## DATA EXTRACT

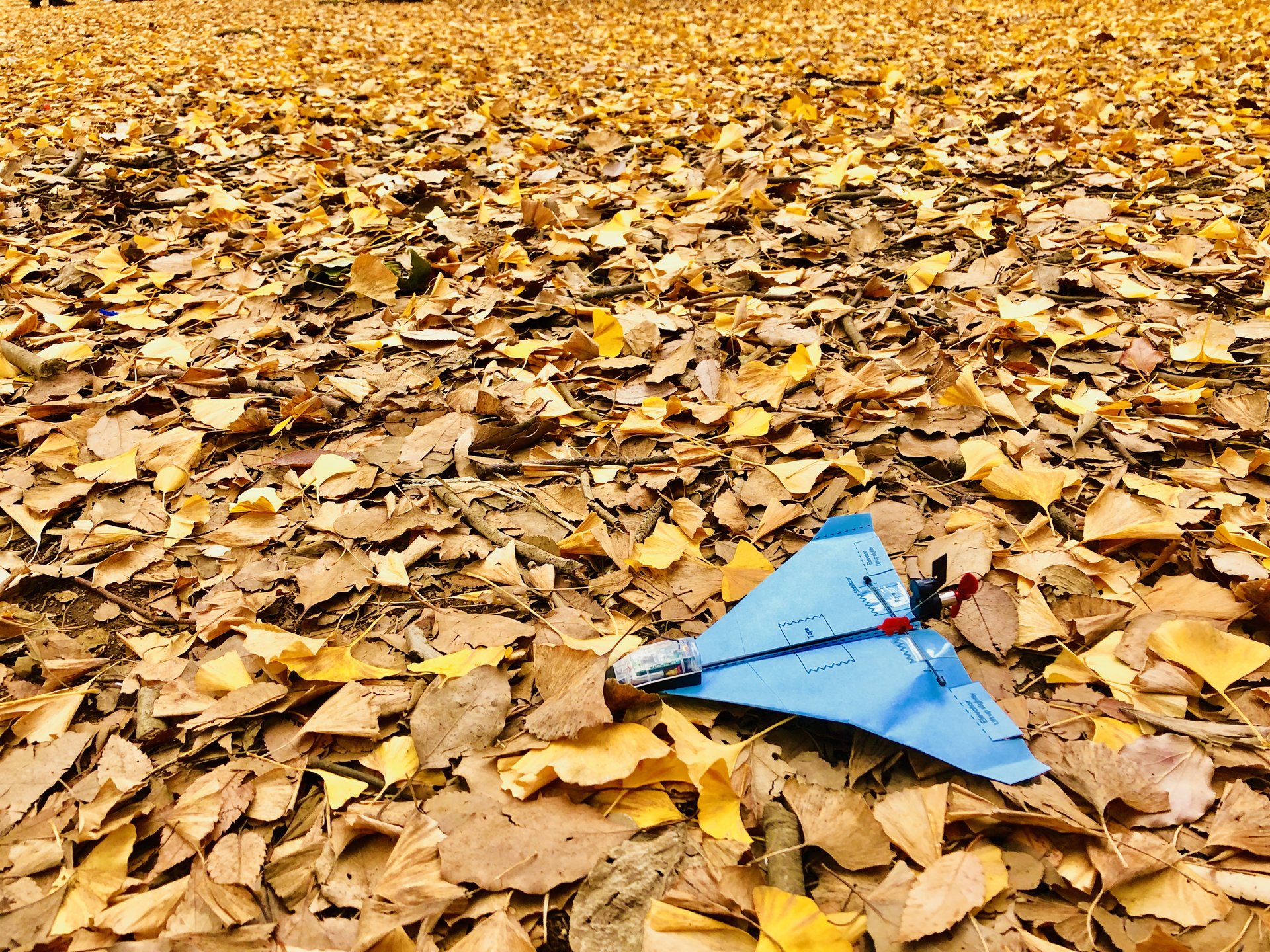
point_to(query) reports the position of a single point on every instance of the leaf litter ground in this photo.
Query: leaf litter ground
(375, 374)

...

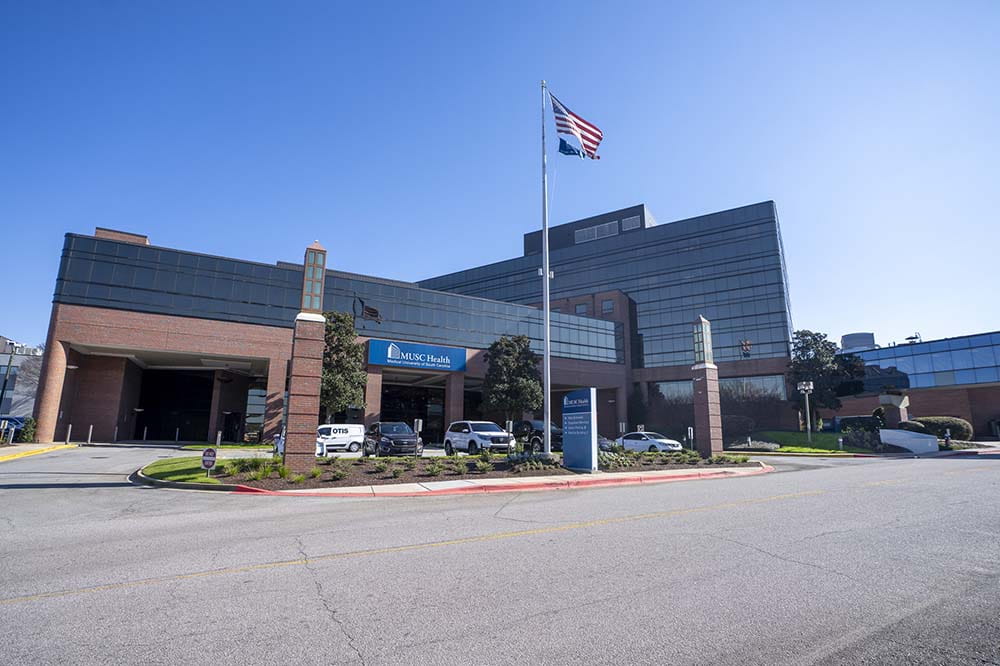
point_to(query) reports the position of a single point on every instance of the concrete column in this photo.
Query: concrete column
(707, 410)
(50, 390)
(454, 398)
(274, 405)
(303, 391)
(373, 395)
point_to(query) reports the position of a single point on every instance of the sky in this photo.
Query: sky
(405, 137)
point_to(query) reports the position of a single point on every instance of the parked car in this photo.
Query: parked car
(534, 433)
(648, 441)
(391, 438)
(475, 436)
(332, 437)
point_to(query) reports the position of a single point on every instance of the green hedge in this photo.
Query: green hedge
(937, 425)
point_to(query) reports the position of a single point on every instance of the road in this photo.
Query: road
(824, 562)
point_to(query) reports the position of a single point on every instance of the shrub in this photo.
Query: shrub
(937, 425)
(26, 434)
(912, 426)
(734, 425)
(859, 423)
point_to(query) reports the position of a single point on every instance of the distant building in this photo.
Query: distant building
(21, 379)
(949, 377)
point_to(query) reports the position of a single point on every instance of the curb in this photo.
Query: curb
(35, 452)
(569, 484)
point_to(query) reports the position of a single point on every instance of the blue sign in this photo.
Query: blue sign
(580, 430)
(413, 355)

## WHAT THE TASK REQUIRES
Please copy the lines above from the line with "sky in this photo." up to and including the line with "shrub in this photo.", exactly as written and with nothing else.

## TASK RESPONSE
point_to(query) reports the position of a single point on every instance of the sky in this photo.
Query: sky
(405, 137)
point_to(query) reports the position of a single point on every instance of the parked car in this photo.
Query: parked car
(534, 433)
(648, 441)
(391, 438)
(475, 436)
(332, 437)
point_to(query) reports the position of a single point on every instance of the green hedge in this photo.
Query: green hedge
(937, 425)
point_to(query) reports the position of a single point on every instance of the road in this photo.
Query: road
(824, 562)
point_to(query) reports the position of a single point on every instance of the shrub in this photo.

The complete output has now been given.